Your answer is to be every line of the material that includes the string "mask".

* _TASK DATA_:
···
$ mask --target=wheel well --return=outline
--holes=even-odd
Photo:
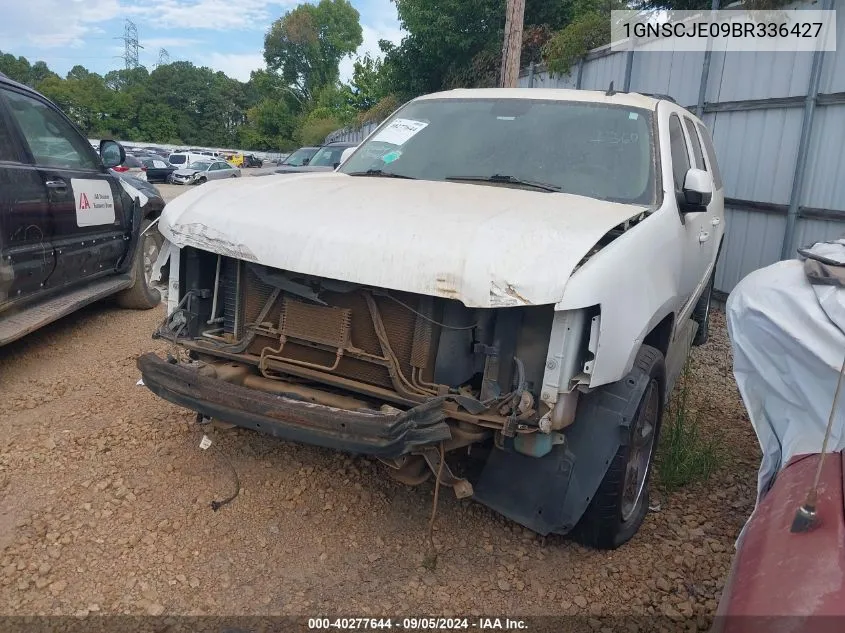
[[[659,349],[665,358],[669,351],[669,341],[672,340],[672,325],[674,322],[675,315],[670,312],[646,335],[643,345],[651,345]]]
···
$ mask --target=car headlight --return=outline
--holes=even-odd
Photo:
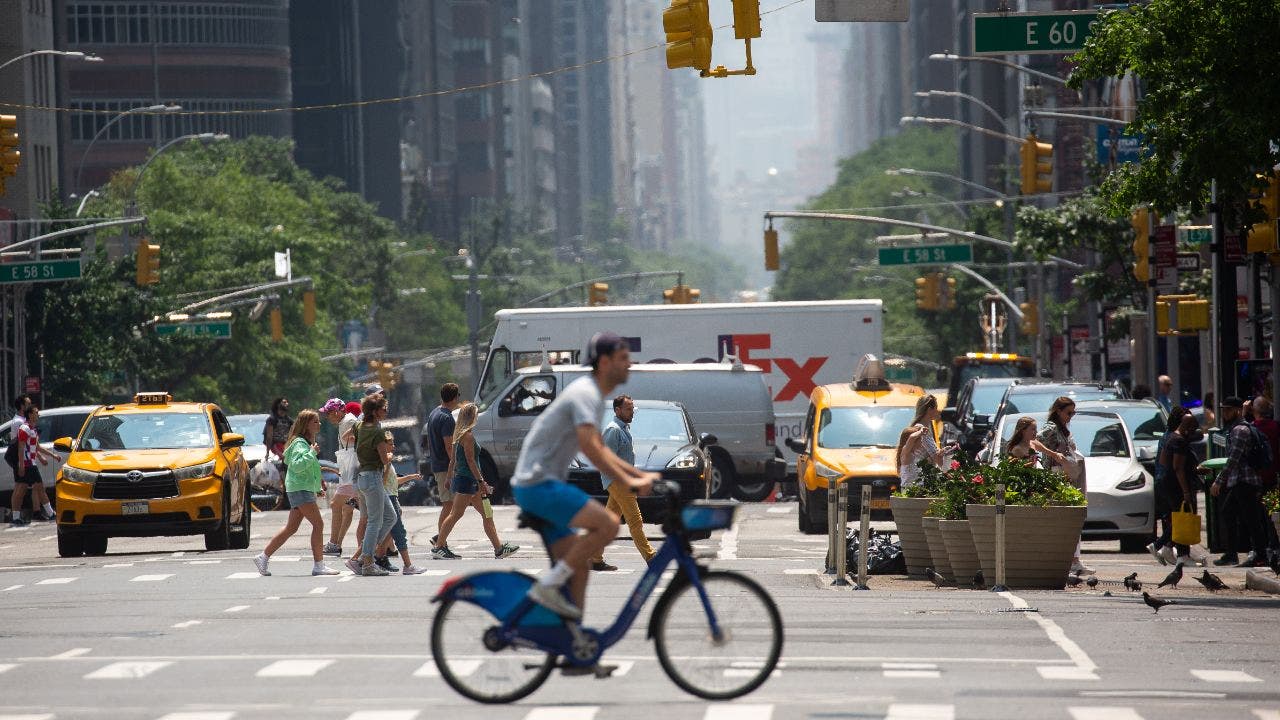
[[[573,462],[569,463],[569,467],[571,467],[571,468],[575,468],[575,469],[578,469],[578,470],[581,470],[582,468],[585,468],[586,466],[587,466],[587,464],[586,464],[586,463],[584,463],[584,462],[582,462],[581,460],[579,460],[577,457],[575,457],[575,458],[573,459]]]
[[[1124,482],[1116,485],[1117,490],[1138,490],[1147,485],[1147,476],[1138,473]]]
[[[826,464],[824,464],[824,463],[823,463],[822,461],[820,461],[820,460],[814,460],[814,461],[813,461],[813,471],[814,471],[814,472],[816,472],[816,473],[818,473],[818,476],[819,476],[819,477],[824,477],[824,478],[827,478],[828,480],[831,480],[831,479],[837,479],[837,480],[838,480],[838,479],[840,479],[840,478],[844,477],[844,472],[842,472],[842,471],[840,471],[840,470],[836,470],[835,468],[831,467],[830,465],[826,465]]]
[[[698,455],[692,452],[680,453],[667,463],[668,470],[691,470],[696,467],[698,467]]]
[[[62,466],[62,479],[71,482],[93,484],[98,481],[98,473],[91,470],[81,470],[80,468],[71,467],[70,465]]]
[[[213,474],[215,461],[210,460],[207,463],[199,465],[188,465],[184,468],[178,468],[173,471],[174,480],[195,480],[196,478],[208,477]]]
···
* _RESPONSE BELOW_:
$ mask --target=wheel well --return=outline
$ mask --target=car headlight --return=outline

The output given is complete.